= Your goal =
Please lay out the entries below as a Markdown table with the columns "No." and "Text," one row per line, numbering the rows and skipping blank lines.

[Annotation dataset entries]
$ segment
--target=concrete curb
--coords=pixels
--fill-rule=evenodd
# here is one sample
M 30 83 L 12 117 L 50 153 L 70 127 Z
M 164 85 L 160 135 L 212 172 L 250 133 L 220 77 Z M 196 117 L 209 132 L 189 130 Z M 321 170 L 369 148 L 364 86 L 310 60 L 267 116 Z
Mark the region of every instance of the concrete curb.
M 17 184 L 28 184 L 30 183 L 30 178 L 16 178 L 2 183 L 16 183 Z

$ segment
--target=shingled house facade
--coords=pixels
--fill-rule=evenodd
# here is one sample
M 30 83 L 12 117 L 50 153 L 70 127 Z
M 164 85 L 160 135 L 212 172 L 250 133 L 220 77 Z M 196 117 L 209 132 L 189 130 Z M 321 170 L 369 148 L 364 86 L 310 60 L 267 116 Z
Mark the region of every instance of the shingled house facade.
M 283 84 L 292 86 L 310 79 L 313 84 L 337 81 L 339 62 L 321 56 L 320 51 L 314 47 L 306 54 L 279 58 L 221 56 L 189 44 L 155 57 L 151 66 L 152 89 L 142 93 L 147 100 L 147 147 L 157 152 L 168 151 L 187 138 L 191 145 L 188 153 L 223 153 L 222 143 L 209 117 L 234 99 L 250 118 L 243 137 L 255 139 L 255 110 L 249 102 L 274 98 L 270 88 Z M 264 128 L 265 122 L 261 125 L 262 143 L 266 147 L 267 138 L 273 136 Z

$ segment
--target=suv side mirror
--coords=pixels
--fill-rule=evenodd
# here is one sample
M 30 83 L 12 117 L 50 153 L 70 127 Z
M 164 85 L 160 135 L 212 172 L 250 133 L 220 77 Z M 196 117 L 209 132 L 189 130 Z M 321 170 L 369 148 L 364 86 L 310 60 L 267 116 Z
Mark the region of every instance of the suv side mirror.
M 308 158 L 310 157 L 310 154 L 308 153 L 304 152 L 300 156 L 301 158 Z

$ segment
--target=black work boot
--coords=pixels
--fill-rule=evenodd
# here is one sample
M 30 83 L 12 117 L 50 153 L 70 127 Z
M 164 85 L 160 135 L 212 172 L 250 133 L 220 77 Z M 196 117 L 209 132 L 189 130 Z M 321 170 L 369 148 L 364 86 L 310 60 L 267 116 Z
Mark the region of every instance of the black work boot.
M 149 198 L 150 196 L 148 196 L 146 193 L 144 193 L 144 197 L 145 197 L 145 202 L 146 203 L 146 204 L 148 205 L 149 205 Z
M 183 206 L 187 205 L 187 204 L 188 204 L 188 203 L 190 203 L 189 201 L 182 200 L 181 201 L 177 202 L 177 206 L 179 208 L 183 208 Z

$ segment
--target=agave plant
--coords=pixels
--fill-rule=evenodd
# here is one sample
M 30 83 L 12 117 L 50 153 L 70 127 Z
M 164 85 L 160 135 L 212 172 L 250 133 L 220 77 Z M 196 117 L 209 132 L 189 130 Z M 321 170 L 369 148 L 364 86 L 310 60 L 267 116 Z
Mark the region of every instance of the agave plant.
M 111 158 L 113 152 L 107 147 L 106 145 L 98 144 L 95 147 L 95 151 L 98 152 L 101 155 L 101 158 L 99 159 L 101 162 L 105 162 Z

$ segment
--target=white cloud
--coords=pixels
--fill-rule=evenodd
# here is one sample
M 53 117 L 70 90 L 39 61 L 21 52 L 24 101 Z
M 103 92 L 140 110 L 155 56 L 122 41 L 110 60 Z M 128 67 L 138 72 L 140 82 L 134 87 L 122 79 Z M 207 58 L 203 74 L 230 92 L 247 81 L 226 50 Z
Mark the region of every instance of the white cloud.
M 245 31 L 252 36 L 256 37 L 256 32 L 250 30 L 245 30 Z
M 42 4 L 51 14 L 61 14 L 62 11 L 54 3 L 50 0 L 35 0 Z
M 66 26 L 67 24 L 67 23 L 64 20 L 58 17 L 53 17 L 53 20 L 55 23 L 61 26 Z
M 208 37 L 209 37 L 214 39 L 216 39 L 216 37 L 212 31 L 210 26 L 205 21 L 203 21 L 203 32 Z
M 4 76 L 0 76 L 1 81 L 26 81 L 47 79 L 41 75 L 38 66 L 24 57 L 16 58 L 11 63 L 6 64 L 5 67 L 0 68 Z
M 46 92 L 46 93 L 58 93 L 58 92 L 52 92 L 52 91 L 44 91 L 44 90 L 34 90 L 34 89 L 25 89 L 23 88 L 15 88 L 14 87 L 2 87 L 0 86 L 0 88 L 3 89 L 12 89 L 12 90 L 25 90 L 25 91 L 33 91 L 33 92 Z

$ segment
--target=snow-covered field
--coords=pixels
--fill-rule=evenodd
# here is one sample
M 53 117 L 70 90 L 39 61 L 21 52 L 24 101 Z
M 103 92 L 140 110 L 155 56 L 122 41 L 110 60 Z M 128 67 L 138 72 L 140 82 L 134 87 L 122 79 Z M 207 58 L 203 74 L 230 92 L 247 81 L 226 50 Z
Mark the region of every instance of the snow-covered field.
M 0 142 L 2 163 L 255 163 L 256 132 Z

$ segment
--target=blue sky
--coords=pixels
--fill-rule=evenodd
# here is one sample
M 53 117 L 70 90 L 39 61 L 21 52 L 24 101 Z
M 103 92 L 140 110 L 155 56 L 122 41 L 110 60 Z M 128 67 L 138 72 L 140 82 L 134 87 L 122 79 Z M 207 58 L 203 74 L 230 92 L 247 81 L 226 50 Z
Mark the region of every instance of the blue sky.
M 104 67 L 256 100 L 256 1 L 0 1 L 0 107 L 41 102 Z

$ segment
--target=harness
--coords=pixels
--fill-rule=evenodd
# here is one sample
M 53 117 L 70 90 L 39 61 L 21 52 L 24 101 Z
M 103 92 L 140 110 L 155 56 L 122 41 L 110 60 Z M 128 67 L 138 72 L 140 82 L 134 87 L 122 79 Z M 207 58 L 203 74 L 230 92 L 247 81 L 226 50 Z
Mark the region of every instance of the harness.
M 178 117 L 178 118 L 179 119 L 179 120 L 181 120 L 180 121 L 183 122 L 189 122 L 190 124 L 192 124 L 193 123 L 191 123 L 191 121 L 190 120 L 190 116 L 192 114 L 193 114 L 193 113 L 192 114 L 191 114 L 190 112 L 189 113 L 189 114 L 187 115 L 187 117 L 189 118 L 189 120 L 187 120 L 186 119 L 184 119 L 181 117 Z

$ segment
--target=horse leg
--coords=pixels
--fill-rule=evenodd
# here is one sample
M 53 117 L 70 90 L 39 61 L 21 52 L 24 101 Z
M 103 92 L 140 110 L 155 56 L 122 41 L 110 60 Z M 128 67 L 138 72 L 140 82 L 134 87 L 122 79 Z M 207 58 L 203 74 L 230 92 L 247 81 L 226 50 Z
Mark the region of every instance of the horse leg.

= Solution for this problem =
| No. | Text |
|---|---|
| 1 | $ segment |
| 2 | --target=concrete curb |
| 3 | --coords=pixels |
| 4 | --fill-rule=evenodd |
| 5 | # here is one sample |
| 6 | M 30 83 L 12 117 L 50 153 L 70 127 Z |
| 7 | M 164 85 L 160 135 L 212 172 L 250 133 L 220 77 Z M 196 117 L 209 132 L 189 130 Z M 321 170 L 369 148 L 364 86 L 310 60 L 267 116 Z |
| 8 | Mark the region of every instance of the concrete curb. |
| 9 | M 17 184 L 28 184 L 30 183 L 30 178 L 16 178 L 2 183 L 16 183 Z |
| 10 | $ segment |
| 11 | --target=shingled house facade |
| 12 | --coords=pixels |
| 13 | --fill-rule=evenodd |
| 14 | # here is one sample |
| 15 | M 30 83 L 12 117 L 50 153 L 70 127 Z |
| 16 | M 164 85 L 160 135 L 212 172 L 250 133 L 220 77 Z M 196 117 L 209 132 L 189 130 Z M 321 170 L 369 148 L 364 86 L 310 60 L 267 116 Z |
| 17 | Mark the region of every instance of the shingled house facade. |
| 18 | M 283 84 L 292 86 L 310 79 L 313 84 L 337 81 L 339 62 L 321 56 L 320 51 L 314 47 L 306 54 L 279 58 L 221 56 L 189 44 L 155 57 L 151 66 L 152 89 L 142 93 L 147 100 L 147 147 L 157 152 L 168 151 L 187 138 L 191 145 L 188 153 L 223 153 L 222 143 L 209 117 L 234 99 L 250 118 L 243 137 L 255 139 L 255 110 L 249 102 L 274 98 L 270 88 Z M 264 128 L 265 122 L 261 125 L 262 143 L 266 147 L 267 138 L 273 136 Z |
| 19 | $ segment |
| 20 | --target=suv side mirror |
| 21 | --coords=pixels |
| 22 | --fill-rule=evenodd |
| 23 | # here is one sample |
| 24 | M 30 83 L 12 117 L 50 153 L 70 127 Z |
| 25 | M 164 85 L 160 135 L 212 172 L 250 133 L 220 77 Z M 196 117 L 209 132 L 189 130 Z M 321 170 L 369 148 L 364 86 L 310 60 L 267 116 Z |
| 26 | Mark the region of every instance of the suv side mirror. |
| 27 | M 308 158 L 310 157 L 310 154 L 308 153 L 304 152 L 300 156 L 301 158 Z |
| 28 | $ segment |
| 29 | --target=black work boot |
| 30 | --coords=pixels |
| 31 | --fill-rule=evenodd |
| 32 | # here is one sample |
| 33 | M 30 83 L 12 117 L 50 153 L 70 127 Z |
| 34 | M 164 85 L 160 135 L 212 172 L 250 133 L 220 77 Z M 196 117 L 209 132 L 189 130 Z M 321 170 L 369 148 L 364 86 L 310 60 L 267 116 Z |
| 35 | Mark the region of every instance of the black work boot. |
| 36 | M 149 198 L 150 196 L 148 196 L 146 193 L 144 193 L 144 197 L 145 197 L 145 202 L 146 203 L 146 204 L 148 205 L 149 205 Z |
| 37 | M 183 206 L 187 205 L 187 204 L 188 204 L 188 203 L 190 203 L 189 201 L 182 200 L 181 201 L 177 202 L 177 206 L 179 208 L 183 208 Z |
| 38 | $ segment |
| 39 | --target=agave plant |
| 40 | --coords=pixels |
| 41 | --fill-rule=evenodd |
| 42 | # here is one sample |
| 43 | M 30 83 L 12 117 L 50 153 L 70 127 Z |
| 44 | M 164 85 L 160 135 L 212 172 L 250 133 L 220 77 Z M 196 117 L 209 132 L 189 130 Z M 321 170 L 369 148 L 364 86 L 310 60 L 267 116 Z |
| 45 | Mark the region of every instance of the agave plant. |
| 46 | M 111 158 L 113 152 L 107 147 L 106 145 L 98 144 L 95 147 L 95 151 L 98 152 L 101 155 L 101 158 L 99 159 L 101 162 L 105 162 Z |
| 47 | $ segment |
| 48 | --target=white cloud |
| 49 | --coords=pixels |
| 50 | --fill-rule=evenodd |
| 51 | # here is one sample |
| 52 | M 53 117 L 70 90 L 39 61 L 21 52 L 24 101 Z |
| 53 | M 103 92 L 140 110 L 155 56 L 122 41 L 110 60 Z M 128 67 L 138 72 L 140 82 L 134 87 L 122 79 Z M 207 58 L 203 74 L 230 92 L 247 81 L 226 50 Z |
| 54 | Mark the region of every instance of the white cloud. |
| 55 | M 245 31 L 252 36 L 256 37 L 256 32 L 250 30 L 245 30 Z |
| 56 | M 42 4 L 51 14 L 61 14 L 62 11 L 54 3 L 50 0 L 35 0 Z |
| 57 | M 66 26 L 67 24 L 67 23 L 64 20 L 58 17 L 53 17 L 53 20 L 55 23 L 61 26 Z |
| 58 | M 208 37 L 209 37 L 214 39 L 216 39 L 216 37 L 212 31 L 210 26 L 205 21 L 203 21 L 203 32 Z |
| 59 | M 4 76 L 0 76 L 1 81 L 26 81 L 47 79 L 41 75 L 38 66 L 24 57 L 16 58 L 11 63 L 6 64 L 5 67 L 0 68 Z |
| 60 | M 46 92 L 46 93 L 58 93 L 58 92 L 52 92 L 52 91 L 44 91 L 44 90 L 34 90 L 34 89 L 25 89 L 23 88 L 15 88 L 14 87 L 2 87 L 0 86 L 0 88 L 3 89 L 12 89 L 12 90 L 25 90 L 25 91 L 33 91 L 33 92 Z |
| 61 | $ segment |
| 62 | --target=snow-covered field |
| 63 | --coords=pixels |
| 64 | --fill-rule=evenodd |
| 65 | # here is one sample |
| 66 | M 53 117 L 70 90 L 39 61 L 21 52 L 24 101 Z |
| 67 | M 103 92 L 140 110 L 155 56 L 122 41 L 110 60 Z M 128 67 L 138 72 L 140 82 L 134 87 L 122 79 Z M 207 58 L 203 74 L 230 92 L 247 81 L 226 50 Z |
| 68 | Mark the region of every instance of the snow-covered field. |
| 69 | M 0 142 L 2 163 L 255 163 L 256 132 Z |
| 70 | $ segment |
| 71 | --target=blue sky |
| 72 | --coords=pixels |
| 73 | --fill-rule=evenodd |
| 74 | # here is one sample |
| 75 | M 53 117 L 70 90 L 39 61 L 21 52 L 24 101 Z |
| 76 | M 103 92 L 140 110 L 155 56 L 122 41 L 110 60 Z M 128 67 L 138 72 L 140 82 L 134 87 L 122 79 Z M 207 58 L 203 74 L 230 92 L 247 81 L 226 50 Z |
| 77 | Mark the region of every instance of the blue sky. |
| 78 | M 104 67 L 256 100 L 256 1 L 0 1 L 0 107 L 41 102 Z |
| 79 | $ segment |
| 80 | --target=harness |
| 81 | --coords=pixels |
| 82 | --fill-rule=evenodd |
| 83 | # here is one sample |
| 84 | M 53 117 L 70 90 L 39 61 L 21 52 L 24 101 Z |
| 85 | M 103 92 L 140 110 L 155 56 L 122 41 L 110 60 Z M 128 67 L 138 72 L 140 82 L 134 87 L 122 79 Z M 207 58 L 203 74 L 230 92 L 247 81 L 226 50 Z |
| 86 | Mark the region of every instance of the harness. |
| 87 | M 178 117 L 178 118 L 179 119 L 179 120 L 181 120 L 180 121 L 183 122 L 189 122 L 190 124 L 192 124 L 193 123 L 191 123 L 191 121 L 190 120 L 190 116 L 192 114 L 193 114 L 193 113 L 192 114 L 191 114 L 190 112 L 189 113 L 189 114 L 187 115 L 187 117 L 189 118 L 189 120 L 187 120 L 186 119 L 184 119 L 181 117 Z |
| 88 | $ segment |
| 89 | --target=horse leg |
| 90 | --coords=pixels |
| 91 | --fill-rule=evenodd |
| 92 | # here is one sample |
| 93 | M 53 117 L 70 90 L 39 61 L 21 52 L 24 101 Z |
| 94 | M 103 92 L 140 110 L 155 56 L 122 41 L 110 60 Z M 128 67 L 138 72 L 140 82 L 134 87 L 122 79 Z M 207 58 L 203 74 L 230 92 L 247 81 L 226 50 Z |
| 95 | Mark the region of every instance of the horse leg. |